Given problem: Print the court order excerpt below verbatim, from the first line to the last.

Text passage:
=-=-=-=-=
Middletown, New York
Counsel for Plaintiff
Todd E. Soloway
Todd B. Marcus
Jacob B. Orgel
Pryor Cashman LLP
New York, New York
Counsel for Defendants
Before the Court is the motion of Defendant Newburgh EOM LLC, also sued herein as the Cross Roads Hotel (the “Hotel” or “Defendant”), to stay the Court's order of remand dated January 23, 2024, (ECF No. 36 (the “Remand Order”)), pending the outcome of the Hotel's appeal of that Order to the Second Circuit. (ECF No. 38.) For the reasons stated below, the motion is DENIED.
=-=-=-=-=
Rows:
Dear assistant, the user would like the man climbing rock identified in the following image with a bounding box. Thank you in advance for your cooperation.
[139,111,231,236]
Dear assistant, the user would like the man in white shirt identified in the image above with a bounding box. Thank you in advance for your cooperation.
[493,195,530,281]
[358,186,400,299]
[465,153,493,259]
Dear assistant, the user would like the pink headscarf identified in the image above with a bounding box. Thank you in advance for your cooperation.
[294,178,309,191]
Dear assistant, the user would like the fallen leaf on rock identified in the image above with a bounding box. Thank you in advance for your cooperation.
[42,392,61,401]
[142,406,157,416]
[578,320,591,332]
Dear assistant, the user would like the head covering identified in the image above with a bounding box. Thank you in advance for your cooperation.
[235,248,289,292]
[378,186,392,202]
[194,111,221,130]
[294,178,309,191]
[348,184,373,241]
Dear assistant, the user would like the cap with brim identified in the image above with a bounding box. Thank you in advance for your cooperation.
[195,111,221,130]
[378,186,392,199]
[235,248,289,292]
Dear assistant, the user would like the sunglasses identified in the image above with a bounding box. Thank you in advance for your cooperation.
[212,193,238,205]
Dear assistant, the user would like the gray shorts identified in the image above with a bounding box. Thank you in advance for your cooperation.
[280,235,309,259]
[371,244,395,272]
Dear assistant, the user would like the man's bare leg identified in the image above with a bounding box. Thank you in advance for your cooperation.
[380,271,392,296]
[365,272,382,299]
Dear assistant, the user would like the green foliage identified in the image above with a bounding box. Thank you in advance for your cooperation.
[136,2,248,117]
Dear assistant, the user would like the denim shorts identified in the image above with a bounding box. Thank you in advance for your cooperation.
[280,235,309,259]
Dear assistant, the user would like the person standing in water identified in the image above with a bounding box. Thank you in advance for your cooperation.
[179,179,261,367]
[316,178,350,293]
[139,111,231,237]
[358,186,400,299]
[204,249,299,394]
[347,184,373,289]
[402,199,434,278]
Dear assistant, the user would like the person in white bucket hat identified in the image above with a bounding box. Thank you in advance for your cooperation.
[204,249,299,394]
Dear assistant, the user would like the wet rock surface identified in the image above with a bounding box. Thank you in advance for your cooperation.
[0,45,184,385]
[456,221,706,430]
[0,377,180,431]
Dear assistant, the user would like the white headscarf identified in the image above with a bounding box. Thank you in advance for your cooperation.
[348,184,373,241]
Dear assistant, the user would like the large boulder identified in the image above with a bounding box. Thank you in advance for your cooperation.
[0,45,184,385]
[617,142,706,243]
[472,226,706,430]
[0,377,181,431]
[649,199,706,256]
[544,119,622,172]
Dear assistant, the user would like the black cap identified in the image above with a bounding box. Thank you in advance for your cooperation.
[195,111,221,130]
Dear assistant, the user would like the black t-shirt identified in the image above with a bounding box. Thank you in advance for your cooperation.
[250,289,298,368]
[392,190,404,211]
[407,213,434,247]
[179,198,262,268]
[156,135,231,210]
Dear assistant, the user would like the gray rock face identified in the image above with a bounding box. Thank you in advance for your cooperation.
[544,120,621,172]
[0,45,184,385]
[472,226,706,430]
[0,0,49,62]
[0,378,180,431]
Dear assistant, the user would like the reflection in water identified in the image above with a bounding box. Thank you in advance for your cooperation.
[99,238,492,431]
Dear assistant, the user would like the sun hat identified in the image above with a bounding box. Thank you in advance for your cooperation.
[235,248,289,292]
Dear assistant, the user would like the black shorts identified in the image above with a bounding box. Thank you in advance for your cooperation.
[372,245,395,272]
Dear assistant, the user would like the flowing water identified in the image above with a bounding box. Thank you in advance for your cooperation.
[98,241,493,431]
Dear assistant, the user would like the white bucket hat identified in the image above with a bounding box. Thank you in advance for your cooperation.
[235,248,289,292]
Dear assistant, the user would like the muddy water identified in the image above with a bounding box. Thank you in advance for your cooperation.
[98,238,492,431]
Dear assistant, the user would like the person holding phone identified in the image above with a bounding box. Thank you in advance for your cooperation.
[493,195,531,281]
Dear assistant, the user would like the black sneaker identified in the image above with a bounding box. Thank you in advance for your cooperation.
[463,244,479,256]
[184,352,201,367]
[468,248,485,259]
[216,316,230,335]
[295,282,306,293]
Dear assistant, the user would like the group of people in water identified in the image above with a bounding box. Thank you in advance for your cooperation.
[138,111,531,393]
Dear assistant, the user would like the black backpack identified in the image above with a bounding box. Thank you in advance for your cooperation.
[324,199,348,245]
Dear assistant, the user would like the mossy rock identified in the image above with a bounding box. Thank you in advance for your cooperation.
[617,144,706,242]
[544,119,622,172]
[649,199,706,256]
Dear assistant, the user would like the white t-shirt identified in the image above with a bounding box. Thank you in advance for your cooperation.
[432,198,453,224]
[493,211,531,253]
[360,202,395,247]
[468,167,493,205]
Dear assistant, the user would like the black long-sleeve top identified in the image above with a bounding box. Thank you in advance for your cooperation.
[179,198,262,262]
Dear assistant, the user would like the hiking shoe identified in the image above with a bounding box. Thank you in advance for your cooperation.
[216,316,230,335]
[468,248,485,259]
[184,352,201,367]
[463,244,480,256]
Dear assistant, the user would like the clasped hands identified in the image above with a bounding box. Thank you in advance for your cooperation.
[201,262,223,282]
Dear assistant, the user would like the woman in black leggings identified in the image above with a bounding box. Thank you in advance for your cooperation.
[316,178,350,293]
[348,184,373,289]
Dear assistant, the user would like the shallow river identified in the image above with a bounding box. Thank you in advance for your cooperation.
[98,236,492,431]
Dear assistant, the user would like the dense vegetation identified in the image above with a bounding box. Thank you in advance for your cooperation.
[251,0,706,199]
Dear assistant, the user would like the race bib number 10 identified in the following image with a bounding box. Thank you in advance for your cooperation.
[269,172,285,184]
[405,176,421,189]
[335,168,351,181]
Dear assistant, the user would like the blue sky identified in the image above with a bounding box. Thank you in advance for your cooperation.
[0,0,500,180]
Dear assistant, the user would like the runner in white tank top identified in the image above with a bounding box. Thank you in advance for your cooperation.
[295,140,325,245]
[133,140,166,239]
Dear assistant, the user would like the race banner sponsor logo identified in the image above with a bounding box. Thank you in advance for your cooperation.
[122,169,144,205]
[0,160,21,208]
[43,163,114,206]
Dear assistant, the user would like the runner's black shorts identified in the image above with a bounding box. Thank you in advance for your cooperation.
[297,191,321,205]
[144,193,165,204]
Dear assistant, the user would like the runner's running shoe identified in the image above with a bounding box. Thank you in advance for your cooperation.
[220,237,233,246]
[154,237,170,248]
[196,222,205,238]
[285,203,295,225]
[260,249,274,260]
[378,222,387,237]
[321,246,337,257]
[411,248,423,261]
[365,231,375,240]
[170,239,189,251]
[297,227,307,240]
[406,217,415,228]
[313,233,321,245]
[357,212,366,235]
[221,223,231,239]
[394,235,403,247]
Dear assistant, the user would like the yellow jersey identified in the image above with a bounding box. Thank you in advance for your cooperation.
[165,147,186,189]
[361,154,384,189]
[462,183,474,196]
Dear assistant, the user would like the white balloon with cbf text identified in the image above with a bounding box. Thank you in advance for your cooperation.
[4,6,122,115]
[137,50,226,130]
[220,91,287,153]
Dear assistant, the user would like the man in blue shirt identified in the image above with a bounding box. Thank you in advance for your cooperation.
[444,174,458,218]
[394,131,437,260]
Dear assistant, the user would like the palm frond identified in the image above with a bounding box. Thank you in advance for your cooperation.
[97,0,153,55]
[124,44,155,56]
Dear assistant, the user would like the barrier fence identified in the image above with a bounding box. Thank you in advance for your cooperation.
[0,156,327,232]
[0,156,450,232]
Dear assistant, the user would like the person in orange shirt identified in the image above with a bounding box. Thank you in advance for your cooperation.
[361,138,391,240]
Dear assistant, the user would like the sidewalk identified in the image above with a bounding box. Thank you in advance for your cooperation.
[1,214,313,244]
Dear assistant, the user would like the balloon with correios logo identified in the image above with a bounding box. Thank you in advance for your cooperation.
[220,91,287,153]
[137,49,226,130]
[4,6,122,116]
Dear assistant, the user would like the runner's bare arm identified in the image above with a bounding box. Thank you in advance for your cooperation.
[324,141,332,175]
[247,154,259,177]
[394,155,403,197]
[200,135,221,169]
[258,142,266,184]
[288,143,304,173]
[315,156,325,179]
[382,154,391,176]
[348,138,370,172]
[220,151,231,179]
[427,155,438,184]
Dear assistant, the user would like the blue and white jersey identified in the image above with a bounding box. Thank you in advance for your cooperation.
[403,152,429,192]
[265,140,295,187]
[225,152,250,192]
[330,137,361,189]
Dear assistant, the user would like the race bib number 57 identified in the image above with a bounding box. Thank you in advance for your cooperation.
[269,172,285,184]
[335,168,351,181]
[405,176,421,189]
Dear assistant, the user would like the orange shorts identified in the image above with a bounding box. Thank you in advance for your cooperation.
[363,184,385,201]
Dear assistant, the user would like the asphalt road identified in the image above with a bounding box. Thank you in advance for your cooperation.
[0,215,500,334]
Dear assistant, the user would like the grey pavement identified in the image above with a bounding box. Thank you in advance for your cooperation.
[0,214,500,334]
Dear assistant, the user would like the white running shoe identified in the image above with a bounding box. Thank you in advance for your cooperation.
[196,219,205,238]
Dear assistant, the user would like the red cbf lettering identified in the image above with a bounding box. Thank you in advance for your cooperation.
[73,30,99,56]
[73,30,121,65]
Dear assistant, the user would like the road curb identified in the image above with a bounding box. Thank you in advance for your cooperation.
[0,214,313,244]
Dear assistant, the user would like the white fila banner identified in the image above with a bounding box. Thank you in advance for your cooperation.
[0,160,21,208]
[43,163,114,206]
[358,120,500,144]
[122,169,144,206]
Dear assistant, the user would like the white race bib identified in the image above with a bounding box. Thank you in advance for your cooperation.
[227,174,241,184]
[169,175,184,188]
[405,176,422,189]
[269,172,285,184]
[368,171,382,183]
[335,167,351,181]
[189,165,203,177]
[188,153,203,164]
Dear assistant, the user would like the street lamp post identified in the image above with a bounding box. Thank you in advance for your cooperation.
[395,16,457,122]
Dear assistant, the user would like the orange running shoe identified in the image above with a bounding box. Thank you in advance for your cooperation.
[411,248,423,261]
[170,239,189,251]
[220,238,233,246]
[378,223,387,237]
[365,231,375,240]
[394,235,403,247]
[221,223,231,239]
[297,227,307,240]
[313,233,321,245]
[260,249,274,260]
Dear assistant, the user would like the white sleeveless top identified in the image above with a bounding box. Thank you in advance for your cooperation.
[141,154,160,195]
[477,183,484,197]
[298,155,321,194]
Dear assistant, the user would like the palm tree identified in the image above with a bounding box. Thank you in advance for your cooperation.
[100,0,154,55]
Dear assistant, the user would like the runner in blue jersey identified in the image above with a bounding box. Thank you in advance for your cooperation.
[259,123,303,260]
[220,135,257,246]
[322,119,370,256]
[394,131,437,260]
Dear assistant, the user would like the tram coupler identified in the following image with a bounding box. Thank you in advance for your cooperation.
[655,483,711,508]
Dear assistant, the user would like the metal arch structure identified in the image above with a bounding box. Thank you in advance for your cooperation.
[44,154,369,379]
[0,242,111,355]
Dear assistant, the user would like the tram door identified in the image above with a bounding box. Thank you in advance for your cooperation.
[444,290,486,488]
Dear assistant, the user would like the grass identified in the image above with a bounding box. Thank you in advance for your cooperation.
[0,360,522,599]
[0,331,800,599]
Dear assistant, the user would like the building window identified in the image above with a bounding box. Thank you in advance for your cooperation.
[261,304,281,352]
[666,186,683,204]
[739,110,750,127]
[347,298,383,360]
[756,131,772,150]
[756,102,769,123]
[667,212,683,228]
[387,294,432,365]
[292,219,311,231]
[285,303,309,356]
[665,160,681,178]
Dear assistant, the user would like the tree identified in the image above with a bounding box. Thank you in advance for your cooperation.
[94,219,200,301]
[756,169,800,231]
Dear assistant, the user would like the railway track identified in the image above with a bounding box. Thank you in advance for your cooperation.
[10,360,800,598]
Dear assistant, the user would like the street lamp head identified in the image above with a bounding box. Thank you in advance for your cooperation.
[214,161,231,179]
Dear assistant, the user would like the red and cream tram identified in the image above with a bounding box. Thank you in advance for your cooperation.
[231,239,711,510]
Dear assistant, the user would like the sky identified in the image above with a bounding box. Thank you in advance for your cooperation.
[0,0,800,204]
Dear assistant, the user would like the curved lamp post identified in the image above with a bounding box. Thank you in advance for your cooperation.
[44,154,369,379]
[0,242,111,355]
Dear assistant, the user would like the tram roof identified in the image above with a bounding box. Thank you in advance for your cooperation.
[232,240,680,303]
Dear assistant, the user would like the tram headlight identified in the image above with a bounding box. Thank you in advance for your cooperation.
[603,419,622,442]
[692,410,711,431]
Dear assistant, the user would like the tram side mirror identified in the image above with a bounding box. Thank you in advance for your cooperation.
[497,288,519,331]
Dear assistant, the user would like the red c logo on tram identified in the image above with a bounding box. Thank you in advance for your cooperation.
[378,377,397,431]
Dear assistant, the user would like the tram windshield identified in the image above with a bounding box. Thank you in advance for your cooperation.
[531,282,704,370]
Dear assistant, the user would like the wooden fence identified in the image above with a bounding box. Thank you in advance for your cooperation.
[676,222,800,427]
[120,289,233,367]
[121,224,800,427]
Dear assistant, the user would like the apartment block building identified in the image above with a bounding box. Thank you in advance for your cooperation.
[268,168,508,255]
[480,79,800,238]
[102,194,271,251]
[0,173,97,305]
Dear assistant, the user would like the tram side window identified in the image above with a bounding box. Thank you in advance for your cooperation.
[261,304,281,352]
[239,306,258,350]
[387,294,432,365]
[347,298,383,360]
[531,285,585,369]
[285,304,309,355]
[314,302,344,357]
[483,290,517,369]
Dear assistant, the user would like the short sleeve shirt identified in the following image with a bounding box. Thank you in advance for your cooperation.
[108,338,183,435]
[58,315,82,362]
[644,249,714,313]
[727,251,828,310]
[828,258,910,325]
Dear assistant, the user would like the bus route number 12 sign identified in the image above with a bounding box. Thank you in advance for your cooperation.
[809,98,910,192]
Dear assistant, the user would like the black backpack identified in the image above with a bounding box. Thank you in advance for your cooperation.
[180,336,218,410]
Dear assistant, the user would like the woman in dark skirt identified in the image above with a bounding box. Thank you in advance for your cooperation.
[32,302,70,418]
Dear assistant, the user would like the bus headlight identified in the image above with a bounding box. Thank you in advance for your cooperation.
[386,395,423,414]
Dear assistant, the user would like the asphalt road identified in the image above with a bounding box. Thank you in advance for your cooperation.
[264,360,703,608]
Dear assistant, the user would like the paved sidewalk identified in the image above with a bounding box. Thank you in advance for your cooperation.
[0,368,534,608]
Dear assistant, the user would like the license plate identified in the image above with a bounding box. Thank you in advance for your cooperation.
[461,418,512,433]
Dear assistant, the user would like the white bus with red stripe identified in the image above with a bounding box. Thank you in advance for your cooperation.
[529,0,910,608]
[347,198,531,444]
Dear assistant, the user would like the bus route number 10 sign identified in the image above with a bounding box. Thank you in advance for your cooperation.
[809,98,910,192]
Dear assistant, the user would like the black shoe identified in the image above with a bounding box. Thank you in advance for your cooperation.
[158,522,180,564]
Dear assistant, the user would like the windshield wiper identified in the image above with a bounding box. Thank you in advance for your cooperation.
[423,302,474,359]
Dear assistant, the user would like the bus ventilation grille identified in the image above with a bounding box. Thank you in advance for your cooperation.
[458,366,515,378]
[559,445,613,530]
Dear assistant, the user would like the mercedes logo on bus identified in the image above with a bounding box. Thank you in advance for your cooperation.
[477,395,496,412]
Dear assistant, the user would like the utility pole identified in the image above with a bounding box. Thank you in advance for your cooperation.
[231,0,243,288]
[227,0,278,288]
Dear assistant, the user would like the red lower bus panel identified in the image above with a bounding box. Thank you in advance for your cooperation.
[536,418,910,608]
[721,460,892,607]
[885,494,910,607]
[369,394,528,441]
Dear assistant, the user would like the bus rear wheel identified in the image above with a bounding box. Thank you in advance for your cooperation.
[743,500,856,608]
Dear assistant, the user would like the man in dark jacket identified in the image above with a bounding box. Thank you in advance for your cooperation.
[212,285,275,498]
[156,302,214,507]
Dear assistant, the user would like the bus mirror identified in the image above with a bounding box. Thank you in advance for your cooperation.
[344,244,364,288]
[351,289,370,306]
=-=-=-=-=
Full answer:
Middletown, New York
Counsel for Plaintiff
Todd E. Soloway
Todd B. Marcus
Jacob B. Orgel
Pryor Cashman LLP
New York, New York
Counsel for Defendants
Before the Court is the motion of Defendant Newburgh EOM LLC, also sued herein as the Cross Roads Hotel (the “Hotel” or “Defendant”), to stay the Court's order of remand dated January 23, 2024, (ECF No. 36 (the “Remand Order”)), pending the outcome of the Hotel's appeal of that Order to the Second Circuit. (ECF No. 38.) For the reasons stated below, the motion is DENIED.